I paesaggi di Laura Di Vittorio esprimono la fisicità dei soggetti prescelti attraverso un gioco volumetrico che ne esalti i valori plastici. Si attua qui una poetica di enucleazione del pieno - morbidamente onirico, peraltro - dalla tavola del cielo, dove il pieno stesso sembra aggregarsi per poi scaturire, con prospettiva quasi a zoom fotografico. Nei dettagli dei panorami c’è la tendenza a sfrondare i caratteri degli elementi, rimeditati tramite una gravitas speciale, c’è la coesione fra la loro solenne armonia e l’impercettibile rifinitura tonale resa spettacolo straordinario dal silenzio in cui sono celebrati.
Le ottiche di Francesca Fantasia, nella loro illusoria chiarezza propongono travestimenti del quotidiano come matrici esemplari di continui sviluppi per il loro stesso sfuggente discrimine. Specchi di eventi amplificati a livello di coscienza. Dilatazioni che mantengono agganci al dato comune. Visioni stranianti per transfer del focus sul non detto. Ritarare i contenuti alterandone la sostanza è quindi traccia di un impegno che mira a reinventare senza stravolgere. Rielaborando il sentimento della percezione.

* **ELENCO**
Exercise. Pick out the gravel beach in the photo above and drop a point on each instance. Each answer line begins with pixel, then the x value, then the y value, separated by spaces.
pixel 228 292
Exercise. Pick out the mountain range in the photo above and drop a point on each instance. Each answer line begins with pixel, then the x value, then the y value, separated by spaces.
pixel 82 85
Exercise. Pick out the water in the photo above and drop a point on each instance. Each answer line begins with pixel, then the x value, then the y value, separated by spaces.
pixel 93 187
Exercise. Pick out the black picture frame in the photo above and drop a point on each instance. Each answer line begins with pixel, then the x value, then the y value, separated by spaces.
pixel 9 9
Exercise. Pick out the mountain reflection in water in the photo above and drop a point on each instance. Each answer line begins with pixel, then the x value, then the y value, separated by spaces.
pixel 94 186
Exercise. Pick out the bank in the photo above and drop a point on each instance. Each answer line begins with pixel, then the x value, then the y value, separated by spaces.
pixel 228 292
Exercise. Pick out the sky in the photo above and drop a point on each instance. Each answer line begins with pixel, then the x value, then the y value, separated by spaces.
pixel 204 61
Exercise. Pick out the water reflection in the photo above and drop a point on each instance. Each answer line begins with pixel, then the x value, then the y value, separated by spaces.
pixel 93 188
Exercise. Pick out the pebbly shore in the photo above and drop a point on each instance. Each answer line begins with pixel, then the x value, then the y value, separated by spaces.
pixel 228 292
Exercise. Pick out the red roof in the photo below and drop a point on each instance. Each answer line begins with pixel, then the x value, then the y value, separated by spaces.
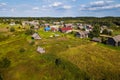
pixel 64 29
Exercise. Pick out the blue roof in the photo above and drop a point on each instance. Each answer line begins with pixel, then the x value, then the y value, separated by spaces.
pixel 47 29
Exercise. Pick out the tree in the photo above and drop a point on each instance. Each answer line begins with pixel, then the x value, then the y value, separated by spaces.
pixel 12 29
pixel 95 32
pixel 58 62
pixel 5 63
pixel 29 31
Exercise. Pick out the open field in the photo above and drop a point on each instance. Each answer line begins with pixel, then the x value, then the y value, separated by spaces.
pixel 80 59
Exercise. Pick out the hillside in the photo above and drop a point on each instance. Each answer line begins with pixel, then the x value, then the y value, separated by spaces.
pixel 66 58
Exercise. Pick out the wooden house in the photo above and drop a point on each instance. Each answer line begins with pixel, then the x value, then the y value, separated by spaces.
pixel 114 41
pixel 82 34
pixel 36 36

* **CONSEGNA**
Riprendi il testo critico sulle opere di Laura Di Vittorio e Francesca Fantasia e proseguilo a partire dalla sua ultima frase. L'elenco non ha alcun ruolo in questo esercizio.

* **RISPOSTA**
Intuitiva nel plasmare masse nucleari essenziali, Liliana Gatti offre una lettura traslata del fenomenico, che l’ispirazione penetra decodificandone gli indizi. La sua ricerca si snoda lungo un cammino irto di rimandi al reale, accampati sulla tela in bagliori e scoppi di impasti cromatici esteticamente pregevoli: quasi dei medium interpretativi dell’energia racchiusa in ogni atomo della materia. Qualora essa accolga l'alchimia della palingenesi per pennellate dense. Come stati d’animo espressivi di un acceso lirismo e di interesse genuino per l’interazione di forma e colore al di là del limite.
I dipinti di Vincenzo Gabellone, davvero evocativi per giochi di fine sfumato e geometrizzanti, talora, a scomporre e ricomporre scenari in sovrapposizioni leggere, dichiarano il suo procedere sensibile nel superamento di qualsiasi dicotomia compositiva. Le nuance, fredde a lumeggiature speziate, sono la voce di una poesia interiore che canta in sordina, con grazia.
Un mondo dunque, quello rappresentato in Segni di…versi, ricco di plausibili tappe volte a mete sempre preziose. Per sottrarre al silenzio il miracolo di un personale istante di entusiasmo, e palesarlo grazie alle infinite gradazioni dell’immaginario artistico.
Sulla scorta di una sapiente Discrezione, quindi, di cui riappropriarsi con stupore perenne.